**PETUNJUK A**
Sebutkan semua ciri guru tipe kedua yang disebutkan dalam kutipan teks tentang pemanfaatan teknologi digital dalam pendidikan.
**PETUNJUK B**
Tuliskan ulang kata demi kata bagian kutipan teks yang dimulai dengan "Bicara soal sejauh" dan berlanjut hingga "para guru senior.".

**KUTIPAN TEKS**
··········

Bicara soal sejauh apa pemanfaatan teknologi digital dalam proses pendidikan, Agus mengatakan bahwa semua itu bergantung pada seberapa besar keinginan para guru untuk memacu diri. Dalam hal ini, menurut Agus, ada dua tipe guru. Tipe pertama adalah guru yang tidak paham tentang pernik produk ICT, tapi mau menggunakan. Tipe ini biasanya adalah para guru senior.
Tipe kedua adalah guru dengan pengalaman karier 5-10 tahun yang sudah cukup terbuka untuk menggunakan, tapi perlu pengenalan lebih lanjut. “Mereka ini biasanya baru sampai tahap sebagai penikmat,” jelas Agus.

··········

**ENTRI YANG DIBERIKAN**
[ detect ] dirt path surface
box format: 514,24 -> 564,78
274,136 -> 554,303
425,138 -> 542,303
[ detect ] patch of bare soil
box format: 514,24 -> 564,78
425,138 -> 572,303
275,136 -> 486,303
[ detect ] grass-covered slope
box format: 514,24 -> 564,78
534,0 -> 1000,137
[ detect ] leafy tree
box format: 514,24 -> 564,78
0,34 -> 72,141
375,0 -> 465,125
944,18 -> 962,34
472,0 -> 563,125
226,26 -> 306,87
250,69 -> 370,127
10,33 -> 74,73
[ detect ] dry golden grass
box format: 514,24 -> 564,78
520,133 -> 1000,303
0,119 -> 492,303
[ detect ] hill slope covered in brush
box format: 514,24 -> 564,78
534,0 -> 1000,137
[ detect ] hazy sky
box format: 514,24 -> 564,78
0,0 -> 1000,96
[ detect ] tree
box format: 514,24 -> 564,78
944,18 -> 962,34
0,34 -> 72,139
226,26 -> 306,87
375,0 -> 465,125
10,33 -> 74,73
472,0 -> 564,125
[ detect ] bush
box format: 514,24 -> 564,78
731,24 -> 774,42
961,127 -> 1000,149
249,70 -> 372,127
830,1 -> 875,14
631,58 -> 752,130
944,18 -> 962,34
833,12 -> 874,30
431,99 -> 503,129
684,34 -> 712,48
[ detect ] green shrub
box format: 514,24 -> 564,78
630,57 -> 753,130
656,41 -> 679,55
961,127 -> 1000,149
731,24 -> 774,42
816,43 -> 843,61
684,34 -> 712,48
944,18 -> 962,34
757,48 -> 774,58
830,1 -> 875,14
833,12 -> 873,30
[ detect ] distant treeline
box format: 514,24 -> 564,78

··········

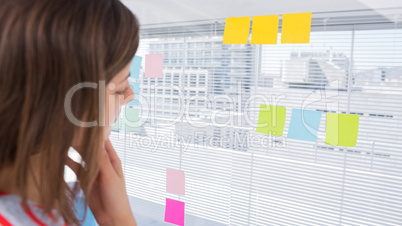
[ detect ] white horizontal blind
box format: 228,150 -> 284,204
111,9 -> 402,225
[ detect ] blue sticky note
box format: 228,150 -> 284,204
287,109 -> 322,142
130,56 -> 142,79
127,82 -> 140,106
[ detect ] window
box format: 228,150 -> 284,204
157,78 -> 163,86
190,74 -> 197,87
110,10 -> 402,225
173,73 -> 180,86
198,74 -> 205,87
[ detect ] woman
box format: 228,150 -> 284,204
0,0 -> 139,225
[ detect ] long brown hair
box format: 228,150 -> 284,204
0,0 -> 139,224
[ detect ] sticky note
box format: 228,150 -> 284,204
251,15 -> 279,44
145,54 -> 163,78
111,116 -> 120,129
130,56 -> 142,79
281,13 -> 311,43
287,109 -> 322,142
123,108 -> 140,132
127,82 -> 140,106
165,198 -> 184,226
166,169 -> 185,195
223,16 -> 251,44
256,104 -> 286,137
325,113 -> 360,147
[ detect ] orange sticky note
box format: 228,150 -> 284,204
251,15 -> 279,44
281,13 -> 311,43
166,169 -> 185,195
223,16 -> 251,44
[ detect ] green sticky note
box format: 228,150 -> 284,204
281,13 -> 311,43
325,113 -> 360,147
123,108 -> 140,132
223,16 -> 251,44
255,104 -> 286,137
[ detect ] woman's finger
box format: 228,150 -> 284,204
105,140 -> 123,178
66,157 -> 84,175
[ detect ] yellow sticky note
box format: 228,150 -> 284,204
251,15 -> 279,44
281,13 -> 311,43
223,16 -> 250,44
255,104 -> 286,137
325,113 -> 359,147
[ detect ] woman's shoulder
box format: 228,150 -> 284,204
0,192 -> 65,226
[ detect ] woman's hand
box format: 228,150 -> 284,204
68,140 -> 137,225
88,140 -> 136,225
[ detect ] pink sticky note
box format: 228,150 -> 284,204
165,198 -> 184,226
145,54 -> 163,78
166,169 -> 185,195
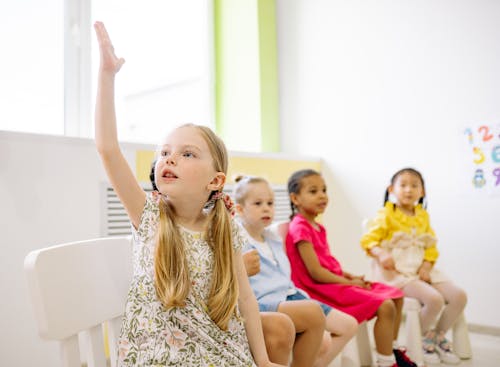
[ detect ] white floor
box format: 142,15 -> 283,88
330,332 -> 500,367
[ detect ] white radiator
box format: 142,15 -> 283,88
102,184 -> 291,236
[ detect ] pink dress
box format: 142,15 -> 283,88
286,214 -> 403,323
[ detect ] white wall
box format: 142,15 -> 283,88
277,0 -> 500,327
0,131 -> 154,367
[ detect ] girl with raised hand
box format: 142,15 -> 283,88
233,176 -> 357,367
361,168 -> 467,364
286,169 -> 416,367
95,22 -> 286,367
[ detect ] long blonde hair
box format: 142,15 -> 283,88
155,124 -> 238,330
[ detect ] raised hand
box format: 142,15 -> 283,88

··········

**HASIL A**
- Memiliki pengalaman karier 5-10 tahun.
- Sudah cukup terbuka untuk menggunakan.
- Perlu pengenalan lebih lanjut.
- Biasanya baru sampai tahap sebagai penikmat.

**HASIL B**
Bicara soal sejauh apa pemanfaatan teknologi digital dalam proses pendidikan, Agus mengatakan bahwa semua itu bergantung pada seberapa besar keinginan para guru untuk memacu diri. Dalam hal ini, menurut Agus, ada dua tipe guru. Tipe pertama adalah guru yang tidak paham tentang pernik produk ICT, tapi mau menggunakan. Tipe ini biasanya adalah para guru senior.